> _Instructions for the task_
With the line containing "In the photo above, where can the clear" as the start and the line containing "In the photo above, where can the stone" as the end, transcribe that span of the entries below exactly, including both.

▼▼▼

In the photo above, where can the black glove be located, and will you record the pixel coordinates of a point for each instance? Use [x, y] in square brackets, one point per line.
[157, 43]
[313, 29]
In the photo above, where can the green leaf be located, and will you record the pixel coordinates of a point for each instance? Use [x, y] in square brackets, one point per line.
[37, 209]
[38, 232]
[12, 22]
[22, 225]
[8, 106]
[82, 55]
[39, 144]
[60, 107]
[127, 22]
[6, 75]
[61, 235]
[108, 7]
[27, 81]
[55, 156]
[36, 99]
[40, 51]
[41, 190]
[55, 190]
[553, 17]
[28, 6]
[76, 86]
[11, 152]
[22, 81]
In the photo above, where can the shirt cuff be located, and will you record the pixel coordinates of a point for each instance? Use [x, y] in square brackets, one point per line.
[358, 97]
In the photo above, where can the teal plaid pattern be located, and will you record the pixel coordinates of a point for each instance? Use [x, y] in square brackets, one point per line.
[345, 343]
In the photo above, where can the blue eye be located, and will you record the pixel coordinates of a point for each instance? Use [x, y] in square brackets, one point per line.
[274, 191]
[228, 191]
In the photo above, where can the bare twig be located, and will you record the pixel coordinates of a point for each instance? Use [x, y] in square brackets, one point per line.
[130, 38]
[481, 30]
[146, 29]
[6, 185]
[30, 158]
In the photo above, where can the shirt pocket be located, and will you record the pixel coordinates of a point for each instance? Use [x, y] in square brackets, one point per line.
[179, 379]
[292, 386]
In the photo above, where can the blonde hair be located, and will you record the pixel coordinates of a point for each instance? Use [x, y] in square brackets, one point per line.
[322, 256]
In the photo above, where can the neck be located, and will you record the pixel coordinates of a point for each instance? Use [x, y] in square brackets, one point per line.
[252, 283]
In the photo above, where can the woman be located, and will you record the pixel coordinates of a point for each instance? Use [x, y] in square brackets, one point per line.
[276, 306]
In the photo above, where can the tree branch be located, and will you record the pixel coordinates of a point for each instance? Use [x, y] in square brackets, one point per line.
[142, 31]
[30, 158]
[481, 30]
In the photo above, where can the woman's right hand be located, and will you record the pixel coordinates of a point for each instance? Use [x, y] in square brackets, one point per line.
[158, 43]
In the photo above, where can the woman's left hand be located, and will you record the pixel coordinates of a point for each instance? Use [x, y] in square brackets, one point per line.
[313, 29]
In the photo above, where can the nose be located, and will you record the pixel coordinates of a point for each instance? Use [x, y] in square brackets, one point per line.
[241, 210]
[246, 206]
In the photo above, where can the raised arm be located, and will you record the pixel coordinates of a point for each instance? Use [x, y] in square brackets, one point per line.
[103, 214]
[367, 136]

▲▲▲
▼▼▼

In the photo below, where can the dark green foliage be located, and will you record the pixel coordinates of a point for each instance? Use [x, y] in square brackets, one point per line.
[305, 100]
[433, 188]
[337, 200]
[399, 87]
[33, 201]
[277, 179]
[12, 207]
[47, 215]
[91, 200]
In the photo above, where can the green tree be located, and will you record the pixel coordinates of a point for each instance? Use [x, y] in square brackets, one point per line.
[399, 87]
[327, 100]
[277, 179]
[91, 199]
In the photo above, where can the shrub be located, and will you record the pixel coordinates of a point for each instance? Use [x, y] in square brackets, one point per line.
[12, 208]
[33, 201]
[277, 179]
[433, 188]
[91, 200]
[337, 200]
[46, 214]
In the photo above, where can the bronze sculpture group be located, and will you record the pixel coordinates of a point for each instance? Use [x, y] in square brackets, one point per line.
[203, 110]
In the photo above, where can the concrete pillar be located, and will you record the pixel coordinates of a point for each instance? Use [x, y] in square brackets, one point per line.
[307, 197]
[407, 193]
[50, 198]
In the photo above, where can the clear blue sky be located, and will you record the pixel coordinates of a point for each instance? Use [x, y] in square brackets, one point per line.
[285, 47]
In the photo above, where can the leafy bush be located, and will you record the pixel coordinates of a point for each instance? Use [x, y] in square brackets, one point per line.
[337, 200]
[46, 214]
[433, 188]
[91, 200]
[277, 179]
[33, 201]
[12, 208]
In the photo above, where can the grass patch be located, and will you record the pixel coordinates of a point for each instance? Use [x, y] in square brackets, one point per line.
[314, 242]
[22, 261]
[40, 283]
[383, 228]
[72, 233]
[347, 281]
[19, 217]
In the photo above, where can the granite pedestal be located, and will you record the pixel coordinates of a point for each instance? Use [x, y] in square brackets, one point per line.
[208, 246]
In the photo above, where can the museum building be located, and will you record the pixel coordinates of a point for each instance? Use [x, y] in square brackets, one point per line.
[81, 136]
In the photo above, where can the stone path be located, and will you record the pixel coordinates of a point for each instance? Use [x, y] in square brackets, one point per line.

▲▲▲

> _Answer below_
In the photo above, where can the clear blue sky be located, and will you record the pixel coordinates of a point for each instance? Use [x, y] in square brackets, one point per line.
[285, 47]
In the photo above, where can the leafy bush be located, and will you record the pixel coordinates of a point for each instance? Use [x, y] in square brackets, one point per line.
[337, 200]
[46, 214]
[433, 188]
[91, 200]
[277, 179]
[33, 201]
[12, 208]
In the photo above, where can the grass patch be located, and will you record the pixel coordinates of a point for each instance? Use [x, y] in square brackets, one point per line.
[314, 242]
[22, 261]
[40, 283]
[383, 228]
[72, 233]
[347, 281]
[19, 217]
In the photo above, where can the granite pedestal be located, and will you record the pixel coordinates of a point for each instance? Use [x, y] in square brackets, one point per line.
[208, 246]
In the photo above, where can the museum building be located, and will you record the pixel coordinates of a point for each instance? Use [x, y] in square brackets, one point per line.
[81, 136]
In the photo above, where can the stone path be located, and will you record the pixel coordinates of a point for each instance? Use [x, y] in square brackets, one point per line.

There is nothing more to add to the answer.